- _EXERCISE DESCRIPTION_:
From the listing below, set down exactly the lines between the one holding "Question. The photograph above contains instances of the hazy" and the one holding "face. Tag each instance with a single point.", inclusive. No other line is wanted.

- _EXERCISE INPUT_:
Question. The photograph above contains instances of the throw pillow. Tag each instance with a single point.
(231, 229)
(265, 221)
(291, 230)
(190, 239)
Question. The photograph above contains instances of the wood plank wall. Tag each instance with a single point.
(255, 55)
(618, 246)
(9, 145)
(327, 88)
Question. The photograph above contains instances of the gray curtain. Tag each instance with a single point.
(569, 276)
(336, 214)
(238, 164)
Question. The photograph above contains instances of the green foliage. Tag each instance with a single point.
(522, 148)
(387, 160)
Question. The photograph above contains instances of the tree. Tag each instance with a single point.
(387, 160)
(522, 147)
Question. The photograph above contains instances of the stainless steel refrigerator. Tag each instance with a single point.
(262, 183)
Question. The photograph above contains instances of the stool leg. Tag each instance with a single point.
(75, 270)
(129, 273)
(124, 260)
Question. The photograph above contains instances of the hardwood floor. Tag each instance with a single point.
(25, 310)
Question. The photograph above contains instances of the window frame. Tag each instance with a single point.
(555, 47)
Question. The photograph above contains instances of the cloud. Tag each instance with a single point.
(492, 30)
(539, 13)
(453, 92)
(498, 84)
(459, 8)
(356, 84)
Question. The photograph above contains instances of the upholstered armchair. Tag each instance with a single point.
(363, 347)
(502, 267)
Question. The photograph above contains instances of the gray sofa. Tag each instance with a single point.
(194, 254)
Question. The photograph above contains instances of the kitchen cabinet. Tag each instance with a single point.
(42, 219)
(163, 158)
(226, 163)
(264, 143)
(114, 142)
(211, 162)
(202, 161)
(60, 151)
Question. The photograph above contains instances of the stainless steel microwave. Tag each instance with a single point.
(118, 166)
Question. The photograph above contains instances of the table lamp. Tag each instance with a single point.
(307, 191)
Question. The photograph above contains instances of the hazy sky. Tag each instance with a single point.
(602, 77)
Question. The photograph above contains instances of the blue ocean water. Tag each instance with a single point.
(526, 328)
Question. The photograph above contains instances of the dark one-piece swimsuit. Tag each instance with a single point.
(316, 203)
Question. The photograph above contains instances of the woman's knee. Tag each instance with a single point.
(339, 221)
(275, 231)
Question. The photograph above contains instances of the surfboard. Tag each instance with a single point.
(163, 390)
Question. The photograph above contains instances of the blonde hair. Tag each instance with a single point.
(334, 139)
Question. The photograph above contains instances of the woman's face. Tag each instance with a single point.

...

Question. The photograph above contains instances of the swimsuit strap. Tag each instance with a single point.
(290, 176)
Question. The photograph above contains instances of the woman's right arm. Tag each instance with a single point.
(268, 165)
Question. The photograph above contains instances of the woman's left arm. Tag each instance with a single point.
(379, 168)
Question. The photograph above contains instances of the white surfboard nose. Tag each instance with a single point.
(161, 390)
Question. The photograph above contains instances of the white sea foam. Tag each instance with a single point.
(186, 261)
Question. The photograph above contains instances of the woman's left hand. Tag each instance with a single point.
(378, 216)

- _SOLUTION FOR THIS EXERCISE_:
Question. The photograph above contains instances of the hazy sky. Tag each instance with a single point.
(602, 77)
Question. The photograph above contains instances of the blue ocean water. Tag each instance with a single point.
(526, 328)
Question. The photograph above contains instances of the dark one-piece swimsuit. Tag each instance with a single point.
(316, 203)
Question. The photograph above contains instances of the woman's knee. Tag each instance with a single point.
(339, 221)
(275, 231)
Question. The photograph above contains instances of the surfboard. Tag each instance with a single point.
(163, 390)
Question. The photograph above contains instances of the blonde hair. Tag each instance with a single point.
(334, 139)
Question. The photograph above contains instances of the woman's face. Tag each instance with a single point.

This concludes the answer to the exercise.